Top of PROVIDED RECORDS

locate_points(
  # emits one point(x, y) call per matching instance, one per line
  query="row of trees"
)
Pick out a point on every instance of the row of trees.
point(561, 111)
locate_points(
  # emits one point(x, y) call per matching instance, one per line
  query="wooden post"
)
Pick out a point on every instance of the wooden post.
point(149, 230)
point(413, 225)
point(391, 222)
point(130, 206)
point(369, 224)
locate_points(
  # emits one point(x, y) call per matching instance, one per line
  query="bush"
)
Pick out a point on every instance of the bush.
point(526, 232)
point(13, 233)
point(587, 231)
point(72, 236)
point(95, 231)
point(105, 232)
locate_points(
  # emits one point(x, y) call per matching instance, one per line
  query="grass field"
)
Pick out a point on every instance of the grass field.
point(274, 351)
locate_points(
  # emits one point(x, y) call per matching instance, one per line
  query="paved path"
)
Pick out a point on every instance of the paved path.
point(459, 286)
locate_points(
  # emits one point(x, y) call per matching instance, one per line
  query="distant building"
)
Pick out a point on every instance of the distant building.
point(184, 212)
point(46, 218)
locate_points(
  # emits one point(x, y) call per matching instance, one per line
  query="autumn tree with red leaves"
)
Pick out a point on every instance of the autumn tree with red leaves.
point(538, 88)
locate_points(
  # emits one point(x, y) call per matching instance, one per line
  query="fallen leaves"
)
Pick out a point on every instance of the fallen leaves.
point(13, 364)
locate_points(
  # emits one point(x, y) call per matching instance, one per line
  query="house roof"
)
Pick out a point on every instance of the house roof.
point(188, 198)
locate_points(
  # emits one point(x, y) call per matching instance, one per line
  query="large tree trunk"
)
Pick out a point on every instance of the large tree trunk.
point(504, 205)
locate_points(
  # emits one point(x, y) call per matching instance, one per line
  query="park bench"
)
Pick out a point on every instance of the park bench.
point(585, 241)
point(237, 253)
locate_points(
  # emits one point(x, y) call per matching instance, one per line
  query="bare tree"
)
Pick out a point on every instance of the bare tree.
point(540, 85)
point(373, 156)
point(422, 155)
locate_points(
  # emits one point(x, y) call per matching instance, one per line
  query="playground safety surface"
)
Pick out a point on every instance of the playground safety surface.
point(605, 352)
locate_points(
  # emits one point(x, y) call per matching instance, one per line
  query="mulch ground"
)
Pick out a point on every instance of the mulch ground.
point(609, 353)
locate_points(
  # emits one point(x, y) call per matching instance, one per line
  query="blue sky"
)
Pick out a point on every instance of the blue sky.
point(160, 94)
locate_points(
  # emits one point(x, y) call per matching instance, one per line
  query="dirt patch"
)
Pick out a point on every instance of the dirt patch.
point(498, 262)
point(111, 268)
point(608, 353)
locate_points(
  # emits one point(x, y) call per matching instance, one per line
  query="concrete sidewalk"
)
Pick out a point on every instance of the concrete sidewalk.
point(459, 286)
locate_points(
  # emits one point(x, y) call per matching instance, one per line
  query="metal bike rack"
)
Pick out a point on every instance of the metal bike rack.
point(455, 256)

Bottom of PROVIDED RECORDS

* **WORK TO COMPLETE**
Transcribe all of the data so that each line matches the source exactly.

* **TASK OUTPUT**
locate_points(
  # emits one point(x, y) call per matching instance, one per line
  query="row of trees"
)
Pick out a point on every instance of the row of trees.
point(561, 111)
locate_points(
  # emits one point(x, y) call per matching instance, one per line
  query="wooden post"
)
Pick out a point on every instance of the wooden post.
point(149, 230)
point(413, 225)
point(391, 222)
point(130, 206)
point(369, 224)
locate_points(
  # emits one point(x, y) call per matching instance, one per line
  query="bush"
)
Pick out a point on every instance of the bush.
point(526, 232)
point(13, 233)
point(587, 231)
point(72, 236)
point(95, 231)
point(105, 232)
locate_points(
  # emits one point(x, y) call per matching instance, one per line
  query="grass field"
)
Pick out a point on every instance of the grass field.
point(274, 351)
locate_points(
  # emits one point(x, y) call per matching instance, one per line
  query="paved path"
)
Pick out a point on every instance of the paved path.
point(459, 286)
locate_points(
  # emits one point(x, y) call per matching instance, one per line
  query="distant building"
)
Pick out a point on every instance of the distant building.
point(184, 212)
point(46, 218)
locate_points(
  # emits one point(x, y) call per matching instance, one per line
  query="autumn tree with red leaves"
)
Pick out a point on every instance of the autumn tree with red leaves.
point(538, 88)
locate_points(
  # emits one point(x, y) call per matching instance, one per line
  query="fallen leaves"
)
Pick out a point on every instance of the fallen leaves.
point(13, 364)
locate_points(
  # emits one point(x, y) call per matching instance, one per line
  query="house roof"
)
Pick out a point on every instance of the house roof.
point(188, 198)
locate_points(
  # emits one point(x, y) call per matching instance, one per line
  query="large tree trunk"
)
Pick out a point on every instance of the large tree trunk.
point(504, 205)
locate_points(
  # emits one point(x, y) call per matching instance, one per line
  query="park bench"
)
Pick out a point on every instance of the park bench.
point(585, 241)
point(237, 253)
locate_points(
  # emits one point(x, y) call per matching instance, one per line
  query="bare tree"
)
Pick out a point on every instance of the bare tree.
point(540, 85)
point(373, 156)
point(422, 155)
locate_points(
  # emits one point(x, y) call per matching instance, one per line
  query="playground safety surface"
)
Pick out a point on every instance of the playground safety surface.
point(605, 352)
locate_points(
  # emits one point(x, y) call per matching instance, one per line
  query="mulch ground"
)
Pick out a point on every instance of the mulch ground.
point(609, 353)
locate_points(
  # emits one point(x, y) call per matching instance, one per line
  query="blue sky"
)
Pick out a point on every instance of the blue sky.
point(160, 94)
locate_points(
  # emits one point(x, y) call per matching instance, one per line
  query="dirt patch"
)
Pick out a point on every instance of the dirt patch.
point(498, 262)
point(111, 268)
point(608, 353)
locate_points(
  # emits one point(x, y) call per matching instance, one per line
  query="concrete sidewalk"
)
Pick out a point on every instance of the concrete sidewalk.
point(459, 286)
locate_points(
  # emits one point(x, y) call per matching instance, one per line
  query="metal bike rack"
)
Pick out a point on every instance of the metal bike rack.
point(455, 256)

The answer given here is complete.